▸ DIRECTION: Pictures stay out of the copy; restate everything else in the material exactly.

○ ○ ○ ○

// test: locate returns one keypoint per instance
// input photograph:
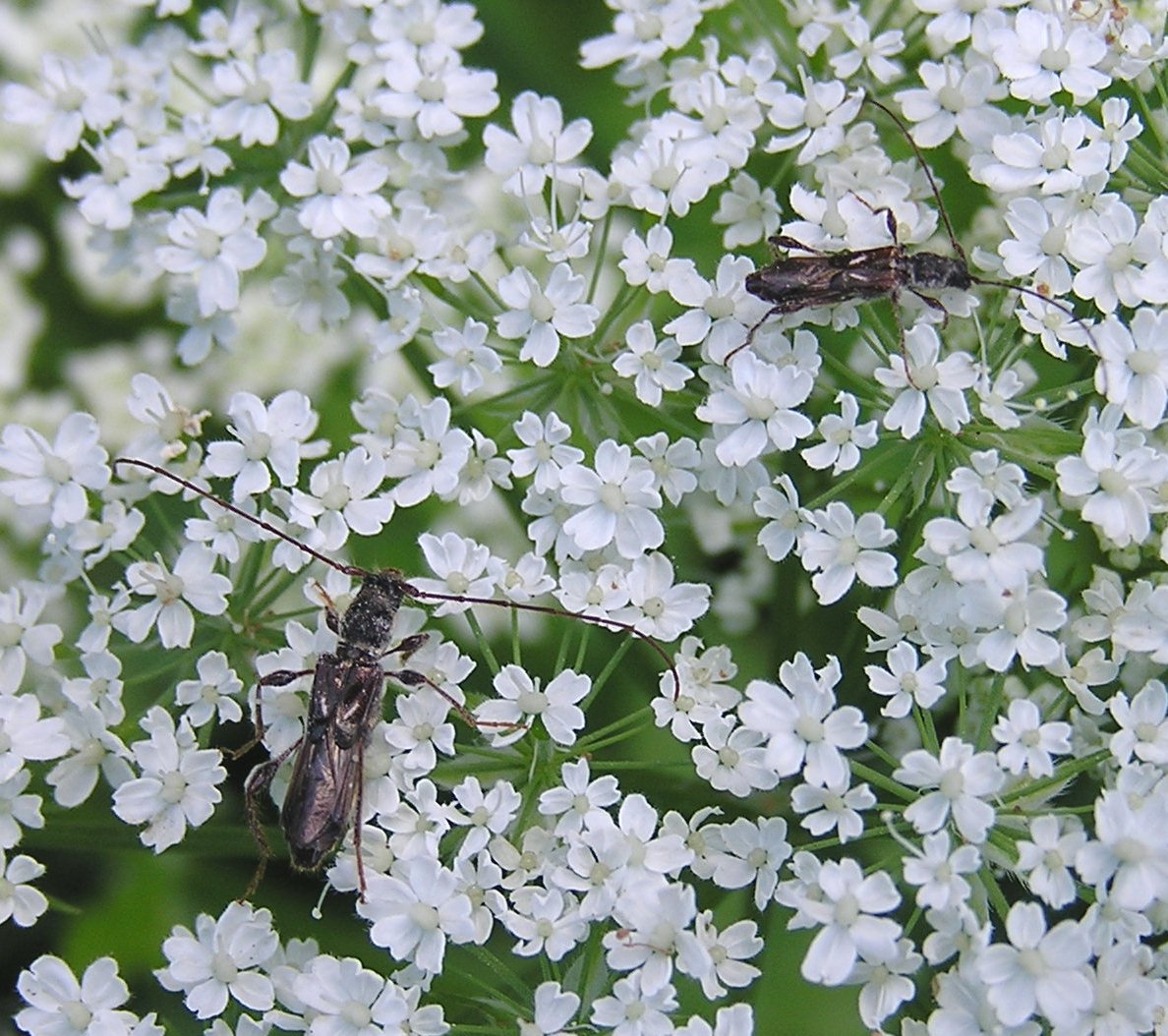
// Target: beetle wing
(806, 281)
(318, 805)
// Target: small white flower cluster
(566, 401)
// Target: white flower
(616, 502)
(1118, 479)
(578, 801)
(1044, 53)
(554, 1009)
(1136, 366)
(415, 909)
(719, 310)
(126, 173)
(545, 451)
(541, 316)
(72, 98)
(654, 935)
(850, 929)
(421, 731)
(178, 786)
(429, 86)
(629, 1010)
(840, 549)
(1026, 743)
(979, 550)
(1129, 855)
(212, 694)
(920, 377)
(1142, 725)
(61, 1006)
(541, 146)
(463, 566)
(642, 34)
(937, 872)
(1038, 971)
(54, 476)
(345, 496)
(19, 899)
(781, 504)
(659, 606)
(428, 454)
(547, 922)
(26, 638)
(467, 359)
(213, 248)
(343, 999)
(906, 682)
(521, 702)
(843, 438)
(652, 364)
(672, 167)
(815, 122)
(486, 814)
(1045, 861)
(733, 758)
(752, 851)
(757, 414)
(222, 957)
(256, 93)
(191, 583)
(25, 735)
(963, 780)
(806, 731)
(339, 196)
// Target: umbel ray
(826, 278)
(323, 792)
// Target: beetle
(323, 792)
(790, 283)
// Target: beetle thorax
(368, 622)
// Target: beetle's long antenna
(267, 527)
(551, 609)
(949, 227)
(420, 595)
(924, 166)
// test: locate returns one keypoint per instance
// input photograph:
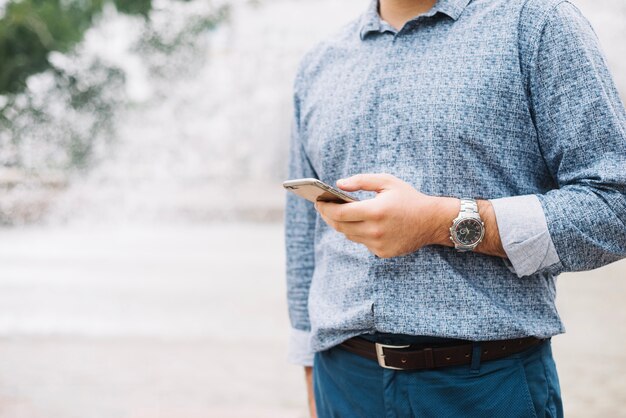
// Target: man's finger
(370, 182)
(348, 212)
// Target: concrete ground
(191, 322)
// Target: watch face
(469, 231)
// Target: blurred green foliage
(30, 29)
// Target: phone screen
(315, 190)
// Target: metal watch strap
(469, 207)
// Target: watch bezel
(454, 232)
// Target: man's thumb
(369, 182)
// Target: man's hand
(398, 221)
(401, 220)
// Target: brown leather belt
(406, 357)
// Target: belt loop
(476, 353)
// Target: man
(487, 143)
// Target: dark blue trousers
(522, 385)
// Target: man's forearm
(447, 208)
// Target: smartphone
(314, 190)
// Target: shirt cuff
(524, 234)
(299, 348)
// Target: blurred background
(142, 147)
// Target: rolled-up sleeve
(300, 219)
(581, 127)
(524, 234)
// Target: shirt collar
(371, 21)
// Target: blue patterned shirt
(507, 100)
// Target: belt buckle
(381, 355)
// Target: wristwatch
(467, 230)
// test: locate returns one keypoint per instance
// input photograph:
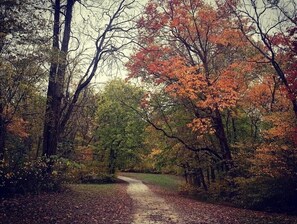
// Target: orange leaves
(201, 126)
(18, 127)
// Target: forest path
(150, 208)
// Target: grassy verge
(168, 182)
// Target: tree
(110, 38)
(20, 25)
(269, 26)
(120, 132)
(184, 45)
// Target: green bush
(91, 172)
(272, 194)
(29, 177)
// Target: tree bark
(52, 128)
(221, 135)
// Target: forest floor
(135, 203)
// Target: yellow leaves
(201, 126)
(283, 126)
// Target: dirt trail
(150, 208)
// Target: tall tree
(183, 47)
(110, 37)
(120, 130)
(268, 27)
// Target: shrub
(29, 177)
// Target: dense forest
(202, 89)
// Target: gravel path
(149, 207)
(153, 204)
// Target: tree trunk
(52, 130)
(2, 133)
(221, 135)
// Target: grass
(169, 182)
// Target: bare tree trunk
(221, 135)
(52, 128)
(2, 133)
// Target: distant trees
(217, 90)
(121, 131)
(20, 60)
(271, 31)
(108, 37)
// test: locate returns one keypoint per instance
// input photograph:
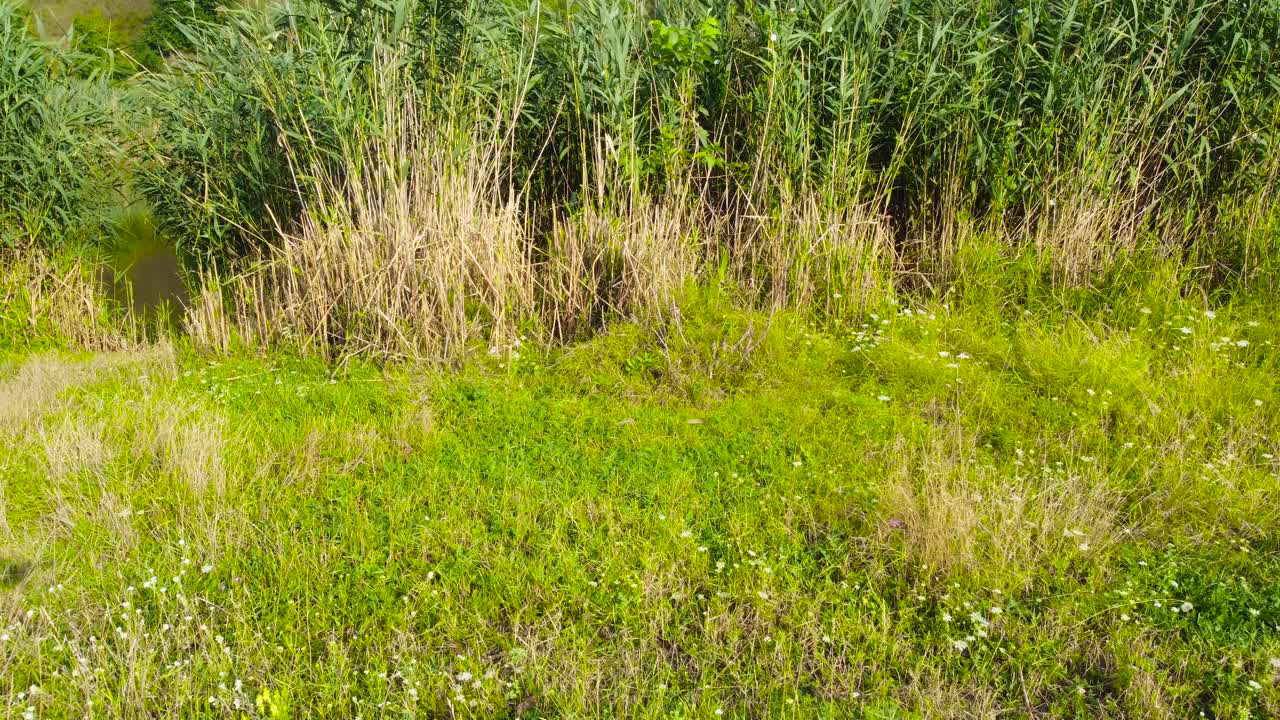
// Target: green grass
(56, 16)
(941, 513)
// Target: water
(144, 273)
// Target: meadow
(608, 359)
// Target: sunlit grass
(940, 511)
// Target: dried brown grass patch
(960, 516)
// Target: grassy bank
(946, 510)
(613, 359)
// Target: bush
(53, 140)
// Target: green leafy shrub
(53, 140)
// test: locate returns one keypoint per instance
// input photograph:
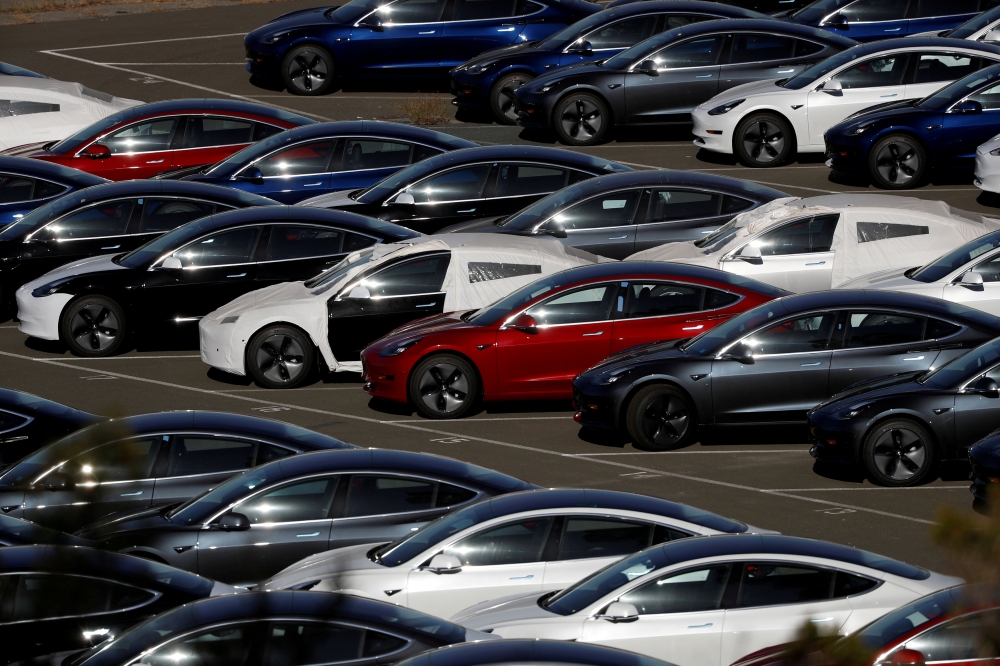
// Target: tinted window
(292, 241)
(685, 592)
(305, 500)
(513, 543)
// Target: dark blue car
(488, 80)
(27, 184)
(868, 20)
(309, 50)
(308, 161)
(896, 143)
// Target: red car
(146, 140)
(532, 343)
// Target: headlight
(396, 350)
(726, 108)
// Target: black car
(661, 80)
(772, 364)
(258, 523)
(898, 428)
(62, 598)
(620, 214)
(467, 184)
(142, 461)
(105, 219)
(28, 422)
(168, 284)
(280, 629)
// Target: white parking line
(484, 440)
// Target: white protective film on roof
(25, 116)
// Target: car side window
(141, 137)
(576, 307)
(160, 215)
(698, 589)
(802, 334)
(517, 542)
(227, 248)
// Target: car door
(686, 75)
(655, 310)
(604, 224)
(680, 617)
(573, 333)
(797, 256)
(397, 294)
(872, 81)
(497, 561)
(789, 374)
(407, 43)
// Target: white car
(824, 242)
(34, 110)
(969, 275)
(712, 600)
(529, 542)
(766, 122)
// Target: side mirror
(234, 522)
(620, 612)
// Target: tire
(661, 418)
(308, 70)
(502, 97)
(897, 162)
(899, 452)
(93, 326)
(581, 119)
(763, 140)
(444, 386)
(280, 357)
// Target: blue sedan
(27, 184)
(488, 80)
(895, 144)
(309, 50)
(308, 161)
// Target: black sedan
(164, 287)
(62, 598)
(142, 461)
(28, 422)
(620, 214)
(898, 428)
(280, 629)
(773, 363)
(270, 517)
(468, 184)
(105, 219)
(661, 80)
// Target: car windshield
(955, 259)
(957, 372)
(579, 596)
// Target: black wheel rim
(581, 120)
(281, 359)
(899, 454)
(763, 141)
(665, 420)
(443, 388)
(308, 71)
(897, 162)
(94, 327)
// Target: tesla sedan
(773, 363)
(142, 461)
(263, 520)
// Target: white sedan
(528, 542)
(712, 600)
(766, 122)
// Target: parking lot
(765, 478)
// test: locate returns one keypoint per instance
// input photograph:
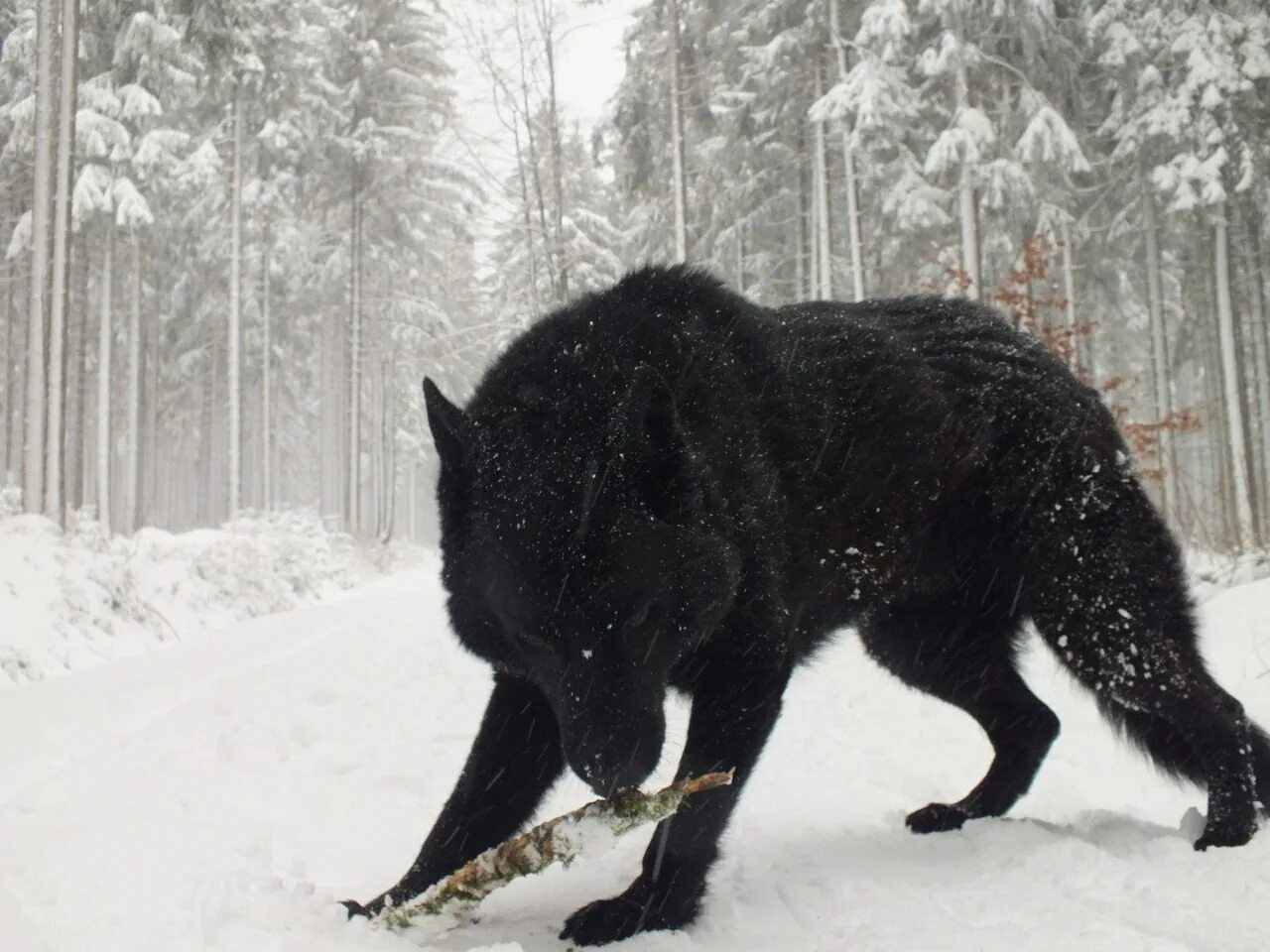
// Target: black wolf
(665, 485)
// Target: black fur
(666, 485)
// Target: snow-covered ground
(223, 792)
(79, 598)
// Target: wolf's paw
(937, 817)
(621, 916)
(1224, 835)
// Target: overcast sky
(589, 66)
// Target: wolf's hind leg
(968, 661)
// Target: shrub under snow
(76, 598)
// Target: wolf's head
(578, 553)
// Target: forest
(236, 234)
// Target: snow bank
(77, 598)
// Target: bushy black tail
(1169, 751)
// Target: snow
(225, 791)
(71, 601)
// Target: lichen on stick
(558, 841)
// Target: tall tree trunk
(76, 335)
(235, 330)
(547, 27)
(33, 476)
(679, 184)
(527, 112)
(821, 179)
(1257, 268)
(1159, 343)
(526, 206)
(85, 445)
(855, 243)
(55, 436)
(103, 381)
(8, 424)
(149, 477)
(1232, 398)
(376, 447)
(132, 436)
(966, 203)
(389, 416)
(1074, 358)
(354, 368)
(266, 376)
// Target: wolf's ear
(451, 429)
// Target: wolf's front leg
(733, 711)
(513, 762)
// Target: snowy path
(223, 792)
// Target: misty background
(236, 234)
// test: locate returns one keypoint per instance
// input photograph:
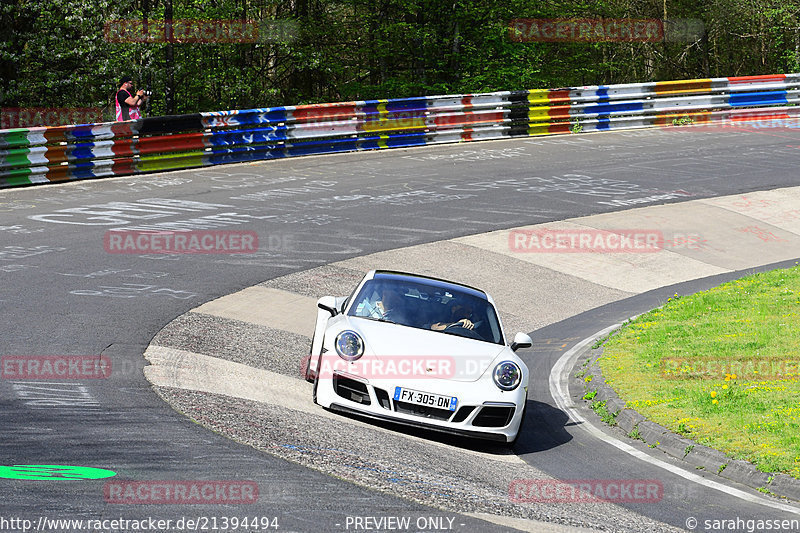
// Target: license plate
(425, 398)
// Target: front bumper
(483, 411)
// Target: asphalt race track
(64, 294)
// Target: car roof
(391, 275)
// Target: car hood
(459, 358)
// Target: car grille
(493, 416)
(350, 389)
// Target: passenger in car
(460, 316)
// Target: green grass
(720, 367)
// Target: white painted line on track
(559, 377)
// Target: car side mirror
(329, 306)
(521, 340)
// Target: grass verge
(721, 367)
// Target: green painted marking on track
(54, 472)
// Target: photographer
(127, 105)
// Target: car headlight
(507, 375)
(349, 345)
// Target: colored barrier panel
(38, 155)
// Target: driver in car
(460, 316)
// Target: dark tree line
(58, 54)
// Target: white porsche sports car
(419, 351)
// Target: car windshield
(428, 304)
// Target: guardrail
(55, 154)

○ ○ ○ ○

▸ WRITTEN RESPONSE:
// test: locate returns one keypoint per instance
// input photograph:
// Target: beetle wing
(806, 281)
(318, 805)
// Target: small white flower cluster
(566, 401)
// Target: white flower
(616, 502)
(1118, 479)
(578, 801)
(1044, 53)
(554, 1009)
(1136, 366)
(415, 909)
(719, 310)
(126, 173)
(545, 451)
(541, 316)
(72, 98)
(654, 935)
(850, 929)
(421, 731)
(178, 786)
(429, 86)
(629, 1010)
(840, 549)
(1026, 743)
(979, 550)
(1129, 855)
(212, 694)
(920, 377)
(1142, 725)
(61, 1006)
(541, 146)
(463, 566)
(642, 34)
(937, 872)
(1038, 971)
(54, 476)
(345, 496)
(19, 899)
(781, 504)
(659, 606)
(428, 454)
(547, 922)
(26, 638)
(467, 359)
(213, 248)
(343, 999)
(906, 682)
(521, 702)
(843, 438)
(652, 364)
(672, 167)
(815, 122)
(486, 814)
(1045, 861)
(733, 758)
(752, 851)
(757, 414)
(222, 957)
(256, 93)
(191, 583)
(25, 735)
(963, 780)
(806, 731)
(339, 196)
// Target: umbel ray
(826, 278)
(323, 792)
// Target: beetle
(323, 792)
(790, 283)
// Target: beetle thorax
(368, 622)
// Target: beetle's long antenna
(267, 527)
(551, 609)
(949, 227)
(420, 595)
(924, 166)
// test: locate returns one keypoint per instance
// input photograph:
// Target: man's finger
(370, 182)
(348, 212)
// Target: concrete ground
(191, 322)
// Target: watch face
(469, 231)
// Target: blurred green foliage
(30, 29)
// Target: phone screen
(315, 190)
// Target: metal watch strap
(469, 207)
// Target: watch bezel
(454, 232)
// Target: man's thumb
(369, 182)
// Target: man's hand
(398, 221)
(401, 220)
// Target: brown leather belt
(406, 357)
// Target: belt loop
(476, 353)
// Target: man
(487, 143)
// Target: dark blue trousers
(522, 385)
// Target: man's forearm
(447, 208)
// Target: smartphone
(314, 190)
// Target: shirt cuff
(524, 234)
(299, 348)
// Target: blurred background
(142, 147)
// Target: rolled-up sleeve
(300, 219)
(581, 127)
(524, 234)
// Target: shirt collar
(371, 21)
// Target: blue patterned shirt
(507, 100)
// Target: belt buckle
(381, 355)
// Target: wristwatch
(467, 230)
// test: locate returns one keypoint per instance
// input photograph:
// Target: orange leaves
(201, 126)
(18, 127)
// Target: forest path
(150, 208)
// Target: grassy verge
(168, 182)
// Target: tree
(110, 38)
(20, 25)
(269, 26)
(120, 132)
(184, 45)
// Target: green bush
(91, 172)
(272, 194)
(29, 177)
// Target: tree bark
(52, 128)
(221, 135)
// Target: forest floor
(135, 203)
// Target: yellow leaves
(201, 126)
(283, 126)
// Target: dirt trail
(150, 208)
// Target: tall tree
(183, 47)
(110, 37)
(120, 130)
(268, 27)
// Target: shrub
(29, 177)
// Target: dense forest
(202, 89)
// Target: gravel path
(149, 207)
(153, 204)
// Target: tree trunk
(52, 130)
(2, 133)
(221, 135)
// Target: grass
(169, 182)
// Target: bare tree trunk
(221, 135)
(52, 128)
(2, 133)
// Target: distant trees
(217, 90)
(121, 131)
(20, 60)
(271, 31)
(108, 37)
// test: locate returns one keypoint per instance
// input photograph:
// Target: green grass
(56, 16)
(941, 513)
// Target: water
(144, 273)
// Target: meadow
(608, 359)
// Target: sunlit grass
(940, 511)
// Target: dried brown grass patch
(960, 516)
// Target: grassy bank
(946, 510)
(613, 359)
// Target: bush
(53, 140)
// Target: green leafy shrub
(53, 140)
// test: locate returns one keypoint per instance
// input photograph:
// Target: tinted window
(292, 241)
(685, 592)
(305, 500)
(513, 543)
// Target: dark blue car
(488, 80)
(27, 184)
(868, 20)
(309, 50)
(308, 161)
(896, 143)
// Target: red car
(146, 140)
(532, 343)
// Target: headlight
(396, 350)
(726, 108)
// Target: black car
(661, 80)
(772, 364)
(258, 523)
(898, 428)
(62, 598)
(620, 214)
(467, 184)
(142, 461)
(105, 219)
(28, 422)
(168, 284)
(280, 629)
// Target: white parking line
(484, 440)
// Target: white protective film on roof
(25, 116)
// Target: car side window
(141, 137)
(576, 307)
(160, 215)
(698, 589)
(802, 334)
(517, 542)
(227, 248)
// Target: car door
(686, 75)
(655, 310)
(604, 224)
(680, 617)
(573, 333)
(797, 256)
(397, 294)
(872, 81)
(497, 561)
(789, 374)
(407, 43)
// Target: white car
(824, 242)
(34, 110)
(969, 275)
(712, 600)
(529, 542)
(766, 122)
// Target: side mirror
(234, 522)
(620, 612)
// Target: tire
(661, 418)
(308, 70)
(502, 97)
(897, 162)
(899, 452)
(93, 326)
(581, 119)
(763, 140)
(444, 386)
(280, 357)
// Target: blue sedan
(27, 184)
(488, 80)
(895, 144)
(309, 50)
(308, 161)
// Target: black sedan
(164, 287)
(62, 598)
(142, 461)
(28, 422)
(620, 214)
(898, 428)
(280, 629)
(773, 363)
(270, 517)
(468, 184)
(105, 219)
(661, 80)
// Target: car windshield
(955, 259)
(957, 372)
(579, 596)
// Target: black wheel rim
(581, 120)
(281, 359)
(899, 454)
(763, 141)
(665, 420)
(443, 388)
(308, 71)
(897, 162)
(94, 327)
// Target: tesla sedan
(773, 363)
(142, 461)
(263, 520)
// Target: white sedan
(528, 542)
(712, 600)
(766, 122)
// Target: parking lot
(765, 478)
// test: locate returns one keypoint per instance
// input photograph:
// Target: black wolf
(665, 485)
// Target: black fur
(666, 485)
// Target: snow-covered ground
(223, 792)
(79, 598)
// Target: wolf's paw
(937, 817)
(621, 916)
(1224, 835)
// Target: overcast sky
(589, 66)
// Target: wolf's hind leg
(968, 661)
// Target: shrub under snow
(76, 598)
// Target: wolf's head
(578, 553)
// Target: forest
(236, 234)
// Target: snow bank
(77, 598)
// Target: bushy black tail
(1169, 751)
// Target: snow
(225, 791)
(71, 601)
// Target: lichen on stick
(558, 841)
// Target: tall tree trunk
(76, 335)
(235, 330)
(547, 27)
(33, 476)
(679, 184)
(527, 112)
(821, 179)
(1257, 268)
(1159, 343)
(526, 206)
(85, 445)
(855, 243)
(55, 436)
(103, 381)
(8, 424)
(149, 477)
(1232, 398)
(376, 447)
(132, 436)
(966, 203)
(389, 416)
(1074, 358)
(354, 368)
(266, 376)
// Target: wolf's ear
(451, 429)
// Target: wolf's front leg
(733, 711)
(513, 762)
// Target: snowy path
(223, 792)
// Target: misty background
(236, 234)
// test: locate returns one keypoint per instance
// input photograph:
// Target: license plate
(425, 398)
// Target: front bumper
(483, 411)
// Target: asphalt race track
(64, 294)
// Target: car roof
(391, 275)
// Target: car hood
(459, 358)
// Target: car grille
(493, 416)
(350, 389)
// Target: passenger in car
(460, 316)
// Target: green grass
(720, 367)
// Target: white painted line on track
(559, 377)
// Target: car side mirror
(329, 306)
(521, 340)
// Target: grass verge
(721, 367)
// Target: green painted marking on track
(54, 472)
// Target: photographer
(127, 105)
// Target: car headlight
(507, 375)
(349, 345)
// Target: colored barrier panel
(38, 155)
// Target: driver in car
(460, 316)
// Target: dark tree line
(58, 54)
// Target: white porsche sports car
(419, 351)
// Target: car windshield
(428, 304)
// Target: guardrail
(55, 154)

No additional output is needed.